> **Your instructions**: Write every entry out again, exactly as given.

---------- Supplied entries

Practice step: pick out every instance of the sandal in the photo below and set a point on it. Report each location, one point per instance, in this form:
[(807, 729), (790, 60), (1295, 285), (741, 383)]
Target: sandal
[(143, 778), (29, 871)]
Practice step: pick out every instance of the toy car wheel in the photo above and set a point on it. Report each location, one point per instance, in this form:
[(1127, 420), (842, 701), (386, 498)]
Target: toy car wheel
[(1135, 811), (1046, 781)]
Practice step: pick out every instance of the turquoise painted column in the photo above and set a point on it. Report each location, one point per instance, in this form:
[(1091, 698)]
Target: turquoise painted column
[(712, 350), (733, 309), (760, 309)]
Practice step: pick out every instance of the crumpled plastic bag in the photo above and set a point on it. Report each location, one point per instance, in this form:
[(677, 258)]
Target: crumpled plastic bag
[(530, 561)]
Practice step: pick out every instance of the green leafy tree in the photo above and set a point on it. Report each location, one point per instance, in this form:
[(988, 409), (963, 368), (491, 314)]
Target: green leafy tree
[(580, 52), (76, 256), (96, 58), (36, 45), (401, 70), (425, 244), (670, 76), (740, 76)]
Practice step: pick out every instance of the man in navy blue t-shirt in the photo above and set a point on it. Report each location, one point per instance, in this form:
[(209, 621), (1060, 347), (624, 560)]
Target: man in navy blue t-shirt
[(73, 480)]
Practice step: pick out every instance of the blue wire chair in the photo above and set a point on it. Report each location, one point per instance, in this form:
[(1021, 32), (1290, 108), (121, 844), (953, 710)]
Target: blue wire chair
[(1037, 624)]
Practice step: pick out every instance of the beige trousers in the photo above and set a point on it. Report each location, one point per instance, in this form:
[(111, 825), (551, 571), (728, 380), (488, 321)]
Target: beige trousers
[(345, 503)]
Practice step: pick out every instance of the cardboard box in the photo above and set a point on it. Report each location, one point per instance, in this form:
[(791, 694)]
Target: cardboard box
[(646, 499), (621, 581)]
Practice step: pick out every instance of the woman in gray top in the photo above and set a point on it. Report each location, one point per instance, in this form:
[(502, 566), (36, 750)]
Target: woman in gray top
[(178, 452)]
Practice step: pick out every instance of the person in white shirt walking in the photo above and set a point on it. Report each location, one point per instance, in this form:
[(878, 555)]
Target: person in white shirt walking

--------------------

> **Response area**:
Practice step: pick out every instance of the sandal in the photo below and set a point on it. Report each location, one point per instance, in this form:
[(807, 729), (790, 60), (1295, 285), (741, 383)]
Target: sandal
[(143, 778), (29, 871)]
Practice step: pick out every instance of the toy car wheel in the photo above and set a point on it. Report each location, one point per instance, in this form:
[(1127, 420), (842, 701), (386, 498)]
Target: toy car wheel
[(1135, 811), (1046, 781)]
Practice step: pick out every instance of the turquoise painted column in the photo above and set a point on it. Report each location, one point per instance, in this form:
[(1091, 698)]
Target: turquoise painted column
[(712, 350), (733, 309), (760, 309)]
Practice step: pick out every instance of the crumpled plastic bag in the photo above and set a point on it. Report each location, one point per instance, in this form:
[(677, 258)]
Target: crumpled plastic bag
[(530, 561)]
Practice step: pick out every instance of the green leafy tree in the photo above and set a point on it. Report each location, one point per instance, in this form:
[(988, 409), (963, 368), (491, 314)]
Target: green leafy tree
[(580, 52), (76, 256), (96, 58), (36, 45), (401, 70), (425, 244), (670, 76), (740, 76)]
Practice step: pick out every instance of the man in navy blue t-shirt in the photo above and set a point on it. Report each location, one point per instance, in this form:
[(209, 621), (1060, 347), (624, 560)]
Target: man in navy blue t-shirt
[(73, 480)]
Practice step: pick out every instance of the blue wire chair in the photo above and set a point on it. Report each location, one point per instance, in this form:
[(1021, 32), (1290, 108), (121, 844), (953, 710)]
Target: blue wire chair
[(1037, 624)]
Practice step: pick out every instance of the beige trousers in the photo above and set a point on it. Report each location, one point per instance, in this form:
[(111, 825), (551, 571), (728, 380), (488, 321)]
Target: beige trousers
[(345, 503)]
Practice step: pick out every instance of the cardboard box in the photo above and set a point on it. Report each location, one point per instance, in this form:
[(791, 694)]
Target: cardboard box
[(646, 499), (621, 581)]
Practice step: pick out every instance of the woman in gray top in the photo above and set a point on it. Report each location, one point per instance, in this form:
[(502, 566), (36, 750)]
Target: woman in gray top
[(178, 452)]
Practice step: pick out every instance of the person in white shirt walking in the photo above and set a point on it. Report each location, one point per instance, in this form:
[(878, 555)]
Target: person in white shirt walking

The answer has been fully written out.